### [Document segment]
Could I use a smartwatch or a fitness watch instead?
The difference between Mobilise-D’s offering and the fitness watches currently on the consumer market is in the validity of the data collected. While the information collected and processed by a fitness watch is interesting and pretty good for monitoring your health, the standard of data is not technically or clinically validated. The watches are often developed for and tested in young, healthy adults rather than patient populations and don’t hold weight against the stringent requirements that regulatory agencies demand for clinical trials. It’s also not proven whether consumer fitness watches are sophisticated enough to detect the slighter changes in movements that may indicate a health decline. That means that for clinical trials and patient monitoring, a consumer smartwatch won’t cut it.
Who’s using the Mobilise-D algorithms?
EMPATICA – a spin-off company from Massachusetts Institute of Technology (MIT) that specialises in clinical grade digital wearables and the algorithms that interpret their outputs – is one of the companies that’s incorporated Mobilise-D’s algorithms into their products and services.
EMPATICA provides clinical trial researchers with a one-stop-shop monitoring platform that keeps tabs on a suite of real-world data collected from clinical-grade sensors that is deemed suitable for use in clinical trials. Called the EMPATICA Health Monitoring Platform, it works by having the participants in a clinical trial wear a sensor and / or a digital wearable device – including clinical-grade fitness watches and pods that can be placed on the back – and the monitoring platform then reads out the relevant health data and draws insights based on clinically validated algorithms. The key here is that the information must all be robust and reliable enough to be used in a clinical trial – and so, Mobilise-D’s algorithms fit the bill perfectly.
“Gait and mobility measures are so versatile,” says Marisa Cruz, Chief Medical Officer of EMPATICA. “They can obviously be studied for particular gait disorders but they can also be used as quality of life measures. The Mobilise-D framework allowed us to use algorithms that have been validated in specific clinical populations that are of interest to many of our clients.”
Other companies that are using Mobilise-D’s outputs include Clario, Actigraph and McRobert’s.

### [What the exercise asks]
Write the next part of the text on Mobilise-D's mobility algorithms, picking up after its last sentence. The data that comes after this point is drawn from a different source than the text.

### [Material shown]
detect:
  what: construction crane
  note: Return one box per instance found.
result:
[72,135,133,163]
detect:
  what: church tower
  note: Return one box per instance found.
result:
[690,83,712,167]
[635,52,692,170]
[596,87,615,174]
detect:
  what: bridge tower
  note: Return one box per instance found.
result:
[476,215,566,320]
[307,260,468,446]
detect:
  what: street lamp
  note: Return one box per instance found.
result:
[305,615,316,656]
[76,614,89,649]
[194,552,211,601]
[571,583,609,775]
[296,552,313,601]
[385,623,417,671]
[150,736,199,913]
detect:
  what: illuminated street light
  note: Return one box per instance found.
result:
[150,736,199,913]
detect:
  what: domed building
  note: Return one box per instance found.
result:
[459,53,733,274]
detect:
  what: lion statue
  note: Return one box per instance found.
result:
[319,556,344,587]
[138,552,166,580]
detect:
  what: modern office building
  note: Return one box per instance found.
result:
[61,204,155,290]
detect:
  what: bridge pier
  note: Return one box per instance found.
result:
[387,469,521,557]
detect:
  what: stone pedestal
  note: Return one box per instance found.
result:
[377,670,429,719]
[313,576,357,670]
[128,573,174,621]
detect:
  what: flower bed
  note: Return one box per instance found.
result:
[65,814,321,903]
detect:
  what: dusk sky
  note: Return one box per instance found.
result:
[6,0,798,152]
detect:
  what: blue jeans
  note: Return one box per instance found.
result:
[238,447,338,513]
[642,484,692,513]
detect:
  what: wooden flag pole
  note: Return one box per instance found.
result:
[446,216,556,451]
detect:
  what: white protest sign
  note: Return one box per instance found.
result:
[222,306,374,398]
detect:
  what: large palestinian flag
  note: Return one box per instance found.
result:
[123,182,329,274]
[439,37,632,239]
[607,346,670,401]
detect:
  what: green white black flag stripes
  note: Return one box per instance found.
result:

### [Output of the task]
Real-world data and decentralised clinical trials
The COVID-19 pandemic helped to prove that decentralised and hybrid clinical trials could be done effectively, and since then more and more pharmaceutical companies have been investigating how clinical studies could be carried out at home. Using clinical-grade digital wearable systems seems like an ideal solution.
“We’ve seen a lot of enthusiasm for either entirely decentralised or hybrid clinical study designs,” says Cruz. “The ability to collect data with more granularity and more precision in real-world situations allows for trend analysis and visibility into signs of disease progression, and that is very attractive.”
This is a win for patients too. “The feedback we’ve gotten from patients is that they are quite happy to do things at home. It even improves compliance because people feel more empowered and they find it much easier,” says Mike Jackson, director of iXscient, who was involved in the Mobilise-D project.
Open source leading to take-up
The decision to make Mobilise-D’s algorithms open-source and to translate them into the Python programming language was labour-intensive but vital to ensure the take-up of Mobilise-D’s results, according to Caulfield.
“For us to achieve real impact we needed to develop a version of our pipeline that was open source,” he says.
Their efforts have paid off - to date, there have been more than 500 downloads of the source code and four companies have integrated the Mobilise-D algorithms into their own offerings.
Mobilise-D is supported by the Innovative Medicines Initiative, a partnership between the European Union and the European pharmaceutical industry.